- **What you have to do**: Copy exactly, line for line, the part of the listing from the line containing "Each returned point MUST lie on the matching dark trousers" through its last line, and nothing else.

○ ○ ○ ○ ○ ○ ○

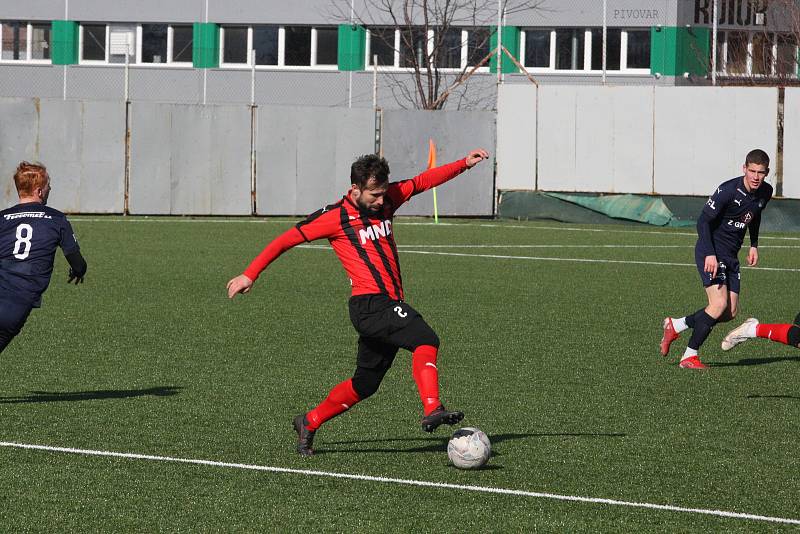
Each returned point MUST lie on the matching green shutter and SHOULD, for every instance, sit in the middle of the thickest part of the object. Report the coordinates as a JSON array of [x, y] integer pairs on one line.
[[677, 50], [510, 40], [693, 53], [205, 45], [352, 47], [64, 42]]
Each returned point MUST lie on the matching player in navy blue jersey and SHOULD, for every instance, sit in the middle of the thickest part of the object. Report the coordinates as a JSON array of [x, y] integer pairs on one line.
[[30, 232], [731, 210]]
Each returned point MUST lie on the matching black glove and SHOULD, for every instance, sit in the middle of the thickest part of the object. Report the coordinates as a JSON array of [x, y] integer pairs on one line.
[[73, 276]]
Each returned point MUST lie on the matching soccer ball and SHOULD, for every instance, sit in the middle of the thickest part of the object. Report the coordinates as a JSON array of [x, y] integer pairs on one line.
[[469, 448]]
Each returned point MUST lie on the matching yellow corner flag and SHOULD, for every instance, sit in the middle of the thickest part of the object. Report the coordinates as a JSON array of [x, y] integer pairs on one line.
[[432, 164]]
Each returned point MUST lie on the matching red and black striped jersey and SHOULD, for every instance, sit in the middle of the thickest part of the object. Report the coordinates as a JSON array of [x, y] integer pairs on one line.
[[363, 242]]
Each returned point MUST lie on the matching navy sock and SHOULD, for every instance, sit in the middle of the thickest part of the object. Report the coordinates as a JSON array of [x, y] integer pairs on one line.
[[703, 323], [690, 319]]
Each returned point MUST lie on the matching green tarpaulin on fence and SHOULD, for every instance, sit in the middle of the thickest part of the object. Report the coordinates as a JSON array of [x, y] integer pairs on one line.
[[782, 214], [650, 210]]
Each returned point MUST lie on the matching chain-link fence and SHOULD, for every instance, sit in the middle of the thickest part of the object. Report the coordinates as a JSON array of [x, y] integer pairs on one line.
[[444, 63]]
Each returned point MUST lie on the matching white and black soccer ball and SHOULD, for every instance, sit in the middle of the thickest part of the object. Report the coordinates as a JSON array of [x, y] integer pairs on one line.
[[469, 448]]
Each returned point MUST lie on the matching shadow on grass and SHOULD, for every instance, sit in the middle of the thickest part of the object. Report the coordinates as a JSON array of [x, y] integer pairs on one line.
[[756, 361], [772, 397], [69, 396], [439, 444]]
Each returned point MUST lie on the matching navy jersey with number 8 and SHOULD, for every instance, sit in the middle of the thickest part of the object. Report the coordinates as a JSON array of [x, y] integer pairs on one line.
[[30, 233]]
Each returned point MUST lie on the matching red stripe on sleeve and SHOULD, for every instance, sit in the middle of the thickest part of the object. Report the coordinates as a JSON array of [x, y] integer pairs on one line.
[[400, 192], [276, 247]]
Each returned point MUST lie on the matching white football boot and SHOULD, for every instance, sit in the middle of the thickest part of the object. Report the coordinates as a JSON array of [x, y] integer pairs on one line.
[[741, 333]]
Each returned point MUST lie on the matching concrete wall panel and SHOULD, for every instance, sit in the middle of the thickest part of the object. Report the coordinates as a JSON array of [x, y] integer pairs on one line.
[[190, 159], [19, 129], [595, 139], [703, 134], [791, 142], [405, 146], [516, 137], [304, 156], [81, 143]]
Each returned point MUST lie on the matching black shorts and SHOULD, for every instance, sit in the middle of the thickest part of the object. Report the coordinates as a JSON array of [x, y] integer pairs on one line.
[[384, 326], [728, 273]]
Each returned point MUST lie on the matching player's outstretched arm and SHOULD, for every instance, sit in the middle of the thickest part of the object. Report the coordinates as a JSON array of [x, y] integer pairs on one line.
[[475, 157], [439, 175], [239, 284], [77, 267], [276, 247]]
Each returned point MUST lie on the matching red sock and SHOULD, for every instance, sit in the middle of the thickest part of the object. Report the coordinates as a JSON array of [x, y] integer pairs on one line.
[[423, 368], [774, 332], [341, 398]]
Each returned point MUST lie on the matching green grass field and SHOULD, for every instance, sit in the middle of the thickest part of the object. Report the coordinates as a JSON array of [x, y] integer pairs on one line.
[[557, 361]]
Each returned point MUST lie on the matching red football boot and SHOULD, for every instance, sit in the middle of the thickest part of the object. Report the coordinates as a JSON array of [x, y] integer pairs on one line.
[[692, 362], [669, 336]]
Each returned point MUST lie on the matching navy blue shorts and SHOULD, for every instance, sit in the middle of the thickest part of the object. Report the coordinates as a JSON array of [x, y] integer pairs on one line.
[[12, 318], [728, 272]]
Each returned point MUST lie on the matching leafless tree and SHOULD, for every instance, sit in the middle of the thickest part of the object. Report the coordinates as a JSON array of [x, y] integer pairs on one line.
[[428, 37]]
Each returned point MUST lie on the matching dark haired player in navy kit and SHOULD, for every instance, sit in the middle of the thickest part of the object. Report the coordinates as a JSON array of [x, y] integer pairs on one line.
[[734, 207], [30, 232], [359, 228]]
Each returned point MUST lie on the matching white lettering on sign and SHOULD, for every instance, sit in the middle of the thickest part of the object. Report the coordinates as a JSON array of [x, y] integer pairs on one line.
[[633, 14]]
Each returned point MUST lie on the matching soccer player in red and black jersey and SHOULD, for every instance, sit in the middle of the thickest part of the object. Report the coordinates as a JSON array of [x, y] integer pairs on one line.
[[359, 228]]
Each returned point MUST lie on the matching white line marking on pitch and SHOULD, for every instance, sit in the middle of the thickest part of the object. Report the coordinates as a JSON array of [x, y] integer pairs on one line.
[[573, 246], [142, 218], [576, 260], [407, 482]]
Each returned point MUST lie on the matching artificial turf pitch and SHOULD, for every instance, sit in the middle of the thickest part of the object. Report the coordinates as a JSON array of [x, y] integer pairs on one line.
[[557, 361]]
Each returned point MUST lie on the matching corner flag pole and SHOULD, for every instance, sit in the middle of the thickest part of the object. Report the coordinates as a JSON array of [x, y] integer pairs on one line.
[[432, 164]]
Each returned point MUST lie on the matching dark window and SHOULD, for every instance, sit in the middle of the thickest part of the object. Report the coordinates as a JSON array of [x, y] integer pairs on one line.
[[94, 42], [569, 49], [448, 48], [381, 44], [40, 42], [413, 47], [478, 46], [537, 48], [762, 54], [639, 49], [613, 48], [154, 43], [14, 40], [235, 45], [298, 45], [182, 44], [327, 46], [720, 52], [786, 60], [265, 43], [737, 53]]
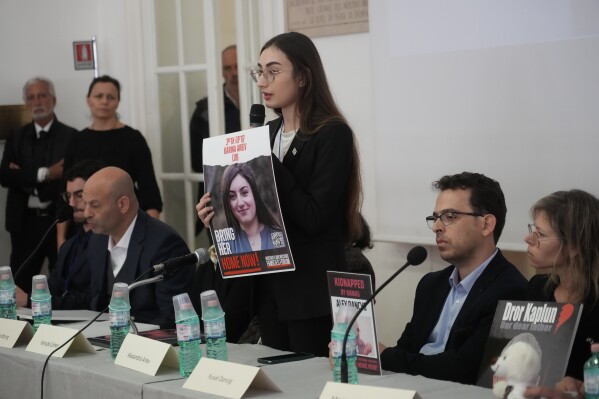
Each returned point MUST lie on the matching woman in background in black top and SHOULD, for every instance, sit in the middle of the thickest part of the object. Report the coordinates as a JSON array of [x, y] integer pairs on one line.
[[109, 140], [565, 238]]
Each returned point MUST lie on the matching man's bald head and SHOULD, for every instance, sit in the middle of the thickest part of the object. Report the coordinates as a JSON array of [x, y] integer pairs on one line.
[[111, 204]]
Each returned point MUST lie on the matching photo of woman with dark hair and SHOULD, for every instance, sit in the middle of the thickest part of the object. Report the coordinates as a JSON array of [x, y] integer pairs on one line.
[[246, 211]]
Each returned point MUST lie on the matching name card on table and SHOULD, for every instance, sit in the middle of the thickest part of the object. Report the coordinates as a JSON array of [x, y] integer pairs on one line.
[[146, 355], [13, 332], [48, 338], [336, 390], [227, 379]]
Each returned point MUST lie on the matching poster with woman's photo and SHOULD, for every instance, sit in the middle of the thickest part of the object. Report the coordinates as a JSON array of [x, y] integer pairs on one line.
[[247, 228]]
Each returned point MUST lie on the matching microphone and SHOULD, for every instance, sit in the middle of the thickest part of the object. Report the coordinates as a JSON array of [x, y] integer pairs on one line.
[[65, 213], [416, 256], [257, 115], [197, 257]]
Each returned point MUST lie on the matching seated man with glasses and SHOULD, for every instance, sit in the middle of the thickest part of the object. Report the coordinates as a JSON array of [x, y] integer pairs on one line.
[[69, 281], [454, 307]]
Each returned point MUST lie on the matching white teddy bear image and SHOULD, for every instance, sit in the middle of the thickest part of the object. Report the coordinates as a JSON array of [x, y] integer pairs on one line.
[[517, 367]]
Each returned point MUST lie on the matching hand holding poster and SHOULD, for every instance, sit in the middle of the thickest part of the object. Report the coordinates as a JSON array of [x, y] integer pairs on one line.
[[247, 227]]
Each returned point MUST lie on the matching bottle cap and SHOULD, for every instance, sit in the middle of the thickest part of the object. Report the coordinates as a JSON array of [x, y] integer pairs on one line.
[[183, 307], [120, 291], [345, 314], [210, 302], [39, 287], [6, 274]]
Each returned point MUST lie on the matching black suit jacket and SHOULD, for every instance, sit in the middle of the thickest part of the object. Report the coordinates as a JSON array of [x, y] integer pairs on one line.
[[463, 353], [69, 281], [312, 185], [21, 182], [152, 242]]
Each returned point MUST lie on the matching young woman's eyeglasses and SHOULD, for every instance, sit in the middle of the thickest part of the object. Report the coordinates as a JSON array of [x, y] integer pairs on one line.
[[269, 74], [66, 196], [448, 217], [536, 236]]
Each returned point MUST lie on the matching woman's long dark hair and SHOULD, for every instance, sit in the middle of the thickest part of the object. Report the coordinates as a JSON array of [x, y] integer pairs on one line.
[[262, 212], [316, 108]]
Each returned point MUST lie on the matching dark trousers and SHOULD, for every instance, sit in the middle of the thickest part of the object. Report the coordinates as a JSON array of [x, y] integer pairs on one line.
[[23, 244], [307, 335]]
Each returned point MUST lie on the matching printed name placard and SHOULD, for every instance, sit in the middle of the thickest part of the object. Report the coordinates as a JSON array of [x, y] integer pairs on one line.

○ ○ ○ ○ ○ ○ ○

- **Worked solution**:
Each returned point MUST lie on the matching dark trousers and SHOULD, for every instance, sit in the middle of the thickest part of the object. Report the coordinates as a JSON array of [x, y] integer pairs on one line.
[[23, 244], [307, 335]]
Each returned point MUST lie on the matching printed name placard and SHOULD, for every instance, sit in the middle of the thickest part of the object. Report the coordinates as a JSON array of [x, y] integer pairs on one line.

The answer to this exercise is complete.